(Dataset records on where objects are located)
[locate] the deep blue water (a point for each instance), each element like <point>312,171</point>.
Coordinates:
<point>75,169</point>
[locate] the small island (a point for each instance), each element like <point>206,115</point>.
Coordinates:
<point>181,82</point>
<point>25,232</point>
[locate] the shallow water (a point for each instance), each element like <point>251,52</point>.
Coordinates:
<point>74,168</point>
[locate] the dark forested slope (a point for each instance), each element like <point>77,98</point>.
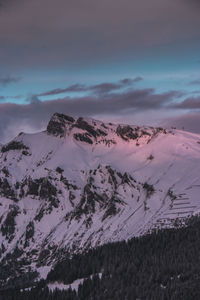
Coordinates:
<point>162,265</point>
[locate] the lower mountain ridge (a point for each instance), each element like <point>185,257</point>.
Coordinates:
<point>83,183</point>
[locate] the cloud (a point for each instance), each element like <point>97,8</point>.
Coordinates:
<point>35,115</point>
<point>33,99</point>
<point>195,82</point>
<point>8,80</point>
<point>72,33</point>
<point>189,103</point>
<point>101,88</point>
<point>72,88</point>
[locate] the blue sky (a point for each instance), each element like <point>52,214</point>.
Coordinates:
<point>93,46</point>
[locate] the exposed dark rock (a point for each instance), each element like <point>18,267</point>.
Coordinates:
<point>83,137</point>
<point>14,145</point>
<point>57,124</point>
<point>82,124</point>
<point>127,132</point>
<point>6,189</point>
<point>8,226</point>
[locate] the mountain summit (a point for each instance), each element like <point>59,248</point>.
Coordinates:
<point>82,183</point>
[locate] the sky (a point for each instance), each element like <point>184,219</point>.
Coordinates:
<point>124,61</point>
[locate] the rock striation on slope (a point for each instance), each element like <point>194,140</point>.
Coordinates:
<point>82,183</point>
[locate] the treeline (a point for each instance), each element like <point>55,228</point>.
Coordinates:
<point>164,265</point>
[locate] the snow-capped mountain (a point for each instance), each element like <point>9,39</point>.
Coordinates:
<point>82,183</point>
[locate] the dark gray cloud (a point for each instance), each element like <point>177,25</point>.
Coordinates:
<point>189,103</point>
<point>102,88</point>
<point>195,82</point>
<point>35,115</point>
<point>33,99</point>
<point>8,80</point>
<point>77,32</point>
<point>72,88</point>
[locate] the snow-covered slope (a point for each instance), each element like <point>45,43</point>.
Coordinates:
<point>82,183</point>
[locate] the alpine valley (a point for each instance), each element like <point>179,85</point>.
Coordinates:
<point>83,183</point>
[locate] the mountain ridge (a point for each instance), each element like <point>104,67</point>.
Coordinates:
<point>82,183</point>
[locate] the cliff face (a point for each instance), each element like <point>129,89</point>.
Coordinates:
<point>82,183</point>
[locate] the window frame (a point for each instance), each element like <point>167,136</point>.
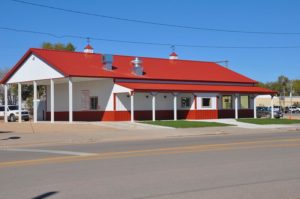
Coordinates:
<point>210,102</point>
<point>189,100</point>
<point>222,98</point>
<point>92,108</point>
<point>248,105</point>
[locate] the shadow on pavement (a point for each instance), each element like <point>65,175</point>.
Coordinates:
<point>12,138</point>
<point>45,195</point>
<point>6,132</point>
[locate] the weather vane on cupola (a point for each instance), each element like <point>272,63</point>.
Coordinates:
<point>173,55</point>
<point>88,48</point>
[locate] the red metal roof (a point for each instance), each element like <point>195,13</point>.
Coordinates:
<point>89,47</point>
<point>173,54</point>
<point>90,65</point>
<point>194,88</point>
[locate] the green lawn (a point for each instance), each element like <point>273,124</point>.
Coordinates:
<point>265,121</point>
<point>185,124</point>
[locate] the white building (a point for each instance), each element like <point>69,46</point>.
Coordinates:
<point>87,86</point>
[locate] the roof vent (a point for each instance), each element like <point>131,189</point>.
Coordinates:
<point>88,49</point>
<point>107,61</point>
<point>173,55</point>
<point>137,69</point>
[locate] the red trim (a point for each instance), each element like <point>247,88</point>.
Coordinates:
<point>195,100</point>
<point>162,87</point>
<point>138,115</point>
<point>230,113</point>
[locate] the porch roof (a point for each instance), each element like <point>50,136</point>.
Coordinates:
<point>166,87</point>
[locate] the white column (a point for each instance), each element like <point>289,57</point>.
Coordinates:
<point>70,100</point>
<point>175,105</point>
<point>5,102</point>
<point>34,101</point>
<point>20,101</point>
<point>254,107</point>
<point>236,108</point>
<point>52,100</point>
<point>132,107</point>
<point>272,107</point>
<point>153,105</point>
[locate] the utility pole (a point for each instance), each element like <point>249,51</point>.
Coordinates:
<point>291,98</point>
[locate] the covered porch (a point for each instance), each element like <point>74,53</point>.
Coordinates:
<point>185,101</point>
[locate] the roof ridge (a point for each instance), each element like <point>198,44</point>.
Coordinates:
<point>147,57</point>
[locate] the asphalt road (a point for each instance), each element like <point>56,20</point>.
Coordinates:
<point>262,165</point>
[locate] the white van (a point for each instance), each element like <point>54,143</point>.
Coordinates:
<point>13,113</point>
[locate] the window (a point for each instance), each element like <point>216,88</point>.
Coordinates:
<point>206,102</point>
<point>185,102</point>
<point>227,102</point>
<point>93,103</point>
<point>244,102</point>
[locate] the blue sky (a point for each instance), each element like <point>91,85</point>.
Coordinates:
<point>259,64</point>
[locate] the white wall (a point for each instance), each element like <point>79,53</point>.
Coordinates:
<point>34,69</point>
<point>101,88</point>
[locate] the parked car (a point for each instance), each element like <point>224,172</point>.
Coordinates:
<point>278,114</point>
<point>13,113</point>
<point>293,109</point>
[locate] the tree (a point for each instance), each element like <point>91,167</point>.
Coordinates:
<point>59,46</point>
<point>283,82</point>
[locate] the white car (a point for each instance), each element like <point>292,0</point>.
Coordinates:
<point>13,113</point>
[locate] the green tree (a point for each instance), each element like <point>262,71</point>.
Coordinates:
<point>283,82</point>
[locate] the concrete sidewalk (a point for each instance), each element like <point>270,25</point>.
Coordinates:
<point>250,126</point>
<point>28,134</point>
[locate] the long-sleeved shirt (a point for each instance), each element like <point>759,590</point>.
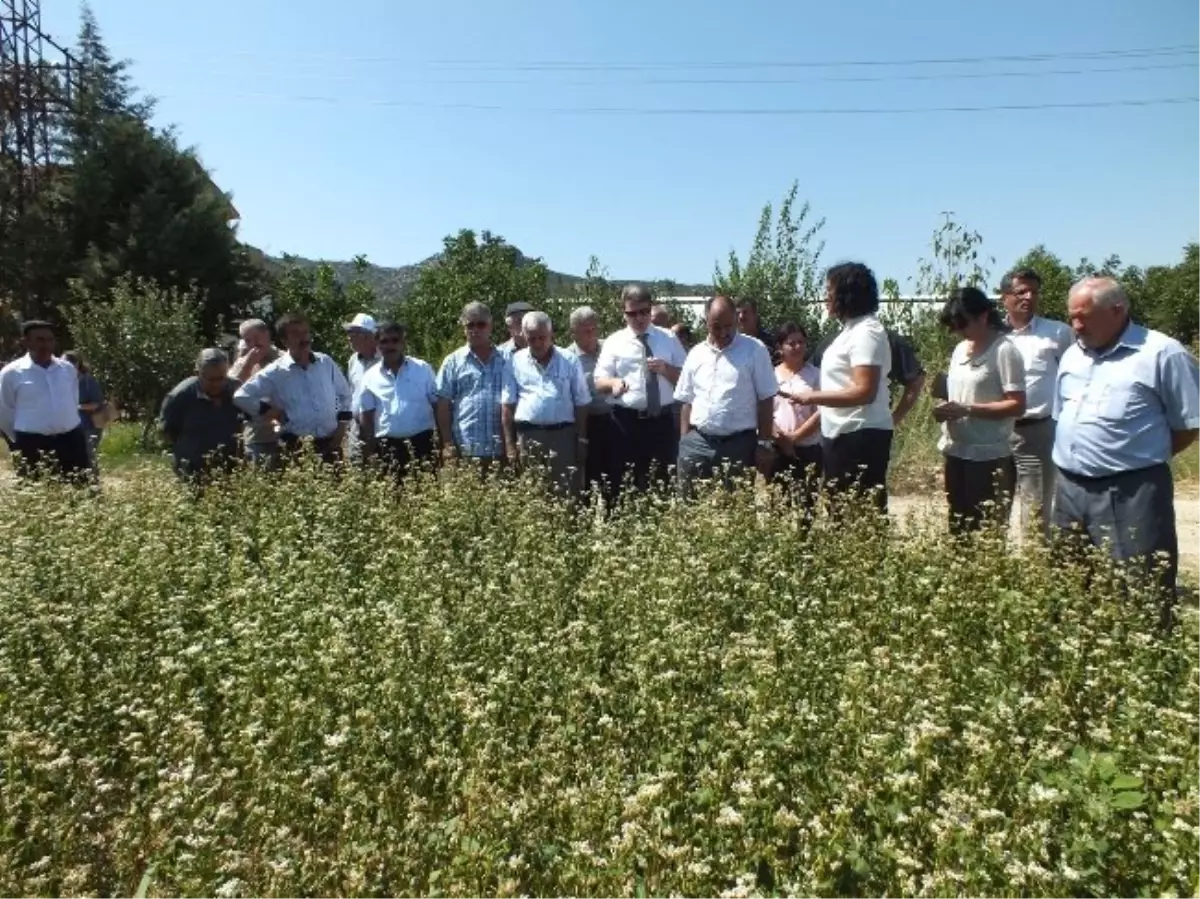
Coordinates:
<point>36,399</point>
<point>313,397</point>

- _Exercise_:
Rewrite the lines above, changing every "Coordinates" to "Locations" and leaving everything else unchanged. Leave out the pictures.

- _Exercise answer_:
[locate] the deep blue water (a point for each instance), each element like <point>312,171</point>.
Locations:
<point>75,169</point>
[locate] the small island (a point for each instance), each element like <point>206,115</point>.
Locations:
<point>181,82</point>
<point>25,232</point>
[locate] the shallow water (a point for each instance), each element like <point>251,52</point>.
Locations:
<point>74,168</point>
[locate] the dark forested slope (a point for each instance), each element like <point>77,98</point>.
Locations:
<point>162,265</point>
[locate] the lower mountain ridge (a point for each instance), each element like <point>185,257</point>.
Locations:
<point>83,183</point>
[locate] the cloud (a point for each instance), each element like <point>97,8</point>.
Locations:
<point>35,115</point>
<point>33,99</point>
<point>195,82</point>
<point>8,80</point>
<point>72,33</point>
<point>189,103</point>
<point>101,88</point>
<point>72,88</point>
[locate] the blue sky (a point for each instance), each element like <point>52,214</point>.
Locations:
<point>93,46</point>
[locate] the exposed dark rock (a point for each instance), each element like <point>18,267</point>.
Locations:
<point>83,137</point>
<point>14,145</point>
<point>57,124</point>
<point>82,124</point>
<point>127,132</point>
<point>6,189</point>
<point>8,226</point>
[locate] the mountain summit (a point for each instance), each element like <point>59,248</point>.
Locations:
<point>82,183</point>
[locate] the sky (a point for each instance), each element like <point>184,219</point>.
Locations:
<point>124,61</point>
[locate] the rock striation on slope (a point for each instance), each element like <point>194,140</point>.
Locations:
<point>82,183</point>
[locate] the treeline (a point for each instance), each element like <point>55,228</point>.
Locations:
<point>164,265</point>
[locate] the snow-capped mountain (a point for each instance), each element like <point>9,39</point>.
Locations:
<point>82,183</point>
[locate] the dark gray cloud (a point for each instance), each element like <point>177,25</point>.
Locations:
<point>189,103</point>
<point>102,88</point>
<point>195,82</point>
<point>35,115</point>
<point>33,99</point>
<point>8,80</point>
<point>77,32</point>
<point>72,88</point>
[locate] the snow-covered slope (a point for each instance), each element like <point>45,43</point>.
Locations:
<point>82,183</point>
[locate] the alpine valley (a point for each instance), each element like <point>179,85</point>.
Locations:
<point>83,183</point>
[locate] the mountain ridge (a point for each instance), each element like <point>104,67</point>.
Locations:
<point>82,183</point>
[locate] the cliff face (a point for each instance), each element like <point>129,89</point>.
Locations:
<point>82,183</point>
[locate] the window frame (a point for each instance), each element like <point>167,136</point>.
Locations:
<point>210,102</point>
<point>189,100</point>
<point>222,98</point>
<point>92,108</point>
<point>248,105</point>
[locate] the shadow on pavement (a point for each instance), each element like <point>65,175</point>.
Locations:
<point>12,138</point>
<point>45,195</point>
<point>6,132</point>
[locate] the weather vane on cupola (a point for each instance), each element like <point>272,63</point>.
Locations:
<point>173,55</point>
<point>88,48</point>
[locate] the red metal roof (a point for each instance), each element like <point>195,13</point>.
Locations:
<point>89,47</point>
<point>173,54</point>
<point>90,65</point>
<point>194,88</point>
[locate] the green lawn (a point for each instance), each element like <point>273,124</point>.
Locations:
<point>265,121</point>
<point>185,124</point>
[locate] the white building (a point for each instance), each element like <point>69,46</point>.
Locations:
<point>87,86</point>
[locate] the roof vent (a point for each instance), each element like <point>131,189</point>.
Locations:
<point>88,49</point>
<point>107,61</point>
<point>173,55</point>
<point>137,69</point>
[locate] the red trim (a point for each instance), each element like <point>247,88</point>.
Locations:
<point>195,100</point>
<point>162,87</point>
<point>138,115</point>
<point>230,113</point>
[locate] the porch roof (a point for each instance), each element like <point>50,136</point>.
Locations:
<point>166,87</point>
[locate] the white column (a point for each instance), each element like <point>289,57</point>.
Locations:
<point>70,100</point>
<point>175,105</point>
<point>5,102</point>
<point>34,101</point>
<point>20,101</point>
<point>254,107</point>
<point>236,108</point>
<point>52,100</point>
<point>132,107</point>
<point>272,107</point>
<point>153,105</point>
[locate] the utility pole (a point for each instance), each element like <point>249,51</point>.
Locations:
<point>291,98</point>
[locate] the covered porch (a point for each instance), each element like <point>74,53</point>.
Locations:
<point>185,101</point>
[locate] the roof ridge (a point for each instance), each element like <point>198,44</point>.
Locations:
<point>147,57</point>
[locate] the asphalt road (a point for each instance), each element like <point>56,20</point>.
Locations:
<point>262,165</point>
[locate] the white van (a point for each instance), each element like <point>54,143</point>.
Locations:
<point>13,113</point>
[locate] the window (a point for each instance), each element like <point>216,88</point>.
Locations:
<point>206,102</point>
<point>185,102</point>
<point>227,102</point>
<point>93,103</point>
<point>244,102</point>
[locate] the blue sky (a point for each instance), each element like <point>91,85</point>.
Locations:
<point>259,64</point>
[locate] the white wall (a point for each instance), each element like <point>79,53</point>.
Locations:
<point>34,69</point>
<point>101,88</point>
[locate] the parked car (a point for each instance), each element like <point>224,172</point>.
Locations:
<point>278,114</point>
<point>13,113</point>
<point>293,109</point>
[locate] the tree (a point for each instance), each element like <point>91,167</point>.
Locations:
<point>59,46</point>
<point>283,82</point>
[locate] the white car (a point for each instance), each element like <point>292,0</point>.
Locations:
<point>13,113</point>
[locate] the green tree (a point for each instance), each element like <point>262,71</point>.
Locations:
<point>283,82</point>
[locate] the concrete sidewalk (a point for each instance), each element like <point>270,25</point>.
Locations:
<point>250,126</point>
<point>28,134</point>
[locate] the long-sleeved shirt (a point for each instance), each element like <point>759,590</point>.
Locations:
<point>36,399</point>
<point>313,397</point>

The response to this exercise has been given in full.